◆ **Questions to answer**
• 1. Do these statements agree with the excerpt on operating room data? (a) The heat map shows every 30 minutes over a 24-hour period across the month. (b) The objective data comes from surgeon schedules. (c) Facilities are often found to be underpaying for the services they use. Answer yes or no for each, and quote the deciding words of the excerpt.
• 2. How would the excerpt on operating room data go on? Extend it past its last sentence.

◆ **Excerpt to read**
════
Taking it a bit further, those data points can be visualized on a heat map that shows every 30 minutes over a 24-hour period across the month. Suddenly, you have all sorts of answers to all sorts of questions:

  • How many anesthetizing locations are we running?
  • What does 7 o’clock look like?
  • What does 3 o’clock look like?
  • What does 5 o’clock look like?
  • How is the overnight call service looking?

When you can actually get objective data, and it comes directly from the anesthesia chart, you can drill into exactly what your human resource is, to say, “Well, if I’m contracted to run seven ORs up until 3 o’clock, and then at 3 o’clock it drops down to six or seven ORs:

  • Am I paying for enough ORs?
  • Am I paying enough staff?
  • Do I have enough equipment?
  • How much of that extra bandwidth is actually being used?

That’s where your efficiency comes into play. We frequently see facilities that are overpaying for the amount of services and bandwidth that they’re actually using. They end up opening up new ORs that start at 7:30 that don’t go for the full seven or eight hours out of the day, because that’s what the surgeon wants.
════
[Region pointing data]
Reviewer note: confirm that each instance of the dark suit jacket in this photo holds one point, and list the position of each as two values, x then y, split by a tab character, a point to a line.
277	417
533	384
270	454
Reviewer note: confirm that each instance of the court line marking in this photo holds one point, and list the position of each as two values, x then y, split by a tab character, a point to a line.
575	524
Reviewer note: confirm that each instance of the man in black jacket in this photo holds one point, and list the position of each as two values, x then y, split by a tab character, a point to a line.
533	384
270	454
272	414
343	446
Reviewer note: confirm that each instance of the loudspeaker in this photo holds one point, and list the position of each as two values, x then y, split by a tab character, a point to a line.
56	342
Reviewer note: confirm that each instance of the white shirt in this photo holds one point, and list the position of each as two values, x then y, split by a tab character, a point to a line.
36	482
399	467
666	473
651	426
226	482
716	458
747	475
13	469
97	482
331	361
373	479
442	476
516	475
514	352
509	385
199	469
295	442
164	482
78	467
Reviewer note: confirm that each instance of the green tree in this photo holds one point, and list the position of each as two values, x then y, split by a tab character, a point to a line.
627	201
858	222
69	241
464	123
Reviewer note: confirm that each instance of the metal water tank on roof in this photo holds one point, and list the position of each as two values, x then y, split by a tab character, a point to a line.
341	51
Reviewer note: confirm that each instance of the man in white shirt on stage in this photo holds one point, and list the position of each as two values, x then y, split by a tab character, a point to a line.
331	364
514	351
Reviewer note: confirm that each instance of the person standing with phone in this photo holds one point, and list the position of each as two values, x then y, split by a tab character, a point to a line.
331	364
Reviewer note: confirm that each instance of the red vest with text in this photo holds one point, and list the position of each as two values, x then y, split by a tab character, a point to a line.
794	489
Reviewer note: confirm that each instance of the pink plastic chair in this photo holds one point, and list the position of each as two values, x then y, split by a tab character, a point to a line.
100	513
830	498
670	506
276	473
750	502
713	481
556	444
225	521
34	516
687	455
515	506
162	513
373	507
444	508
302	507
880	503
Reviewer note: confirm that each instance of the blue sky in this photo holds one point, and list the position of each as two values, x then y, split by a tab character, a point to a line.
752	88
════
◆ **Task answers**
• 1.
(a) Yes: "shows every 30 minutes over a 24-hour period across the month"
(b) No: "it comes directly from the anesthesia chart"
(c) No: "We frequently see facilities that are overpaying for the amount of services and bandwidth that they’re actually using"

• 2.
So the hospital is trying to manage the surgeon’s desires to be the first to cut and then go to clinic, along with their HR balance with, “Well, we have to pay these people full-time, and so do we open up more rooms? Or are we correctly using the rooms that we have already paid for?” A question like that is very complicated.

It just so happens, coincidentally for us, that anesthesia is sitting on this mountain of data on their forms. If we can leverage that information in the right way, then we can suddenly start to provide things like location utilization heat maps, so that hospital administrators know exactly the type of resource that they are needing to use every day. Unfortunately, the anesthesiologist, doesn’t frequently consider the value of the data that they’re sitting on. They are appropriately concerned with their primary focus, which is patient safety, I get that. But what I’m saying is, if you can, in addition to the patient safety, take a look at your anesthesia form, you’ll recognize that we’re sitting on a treasure trove of data, we just don’t typically leverage it correctly.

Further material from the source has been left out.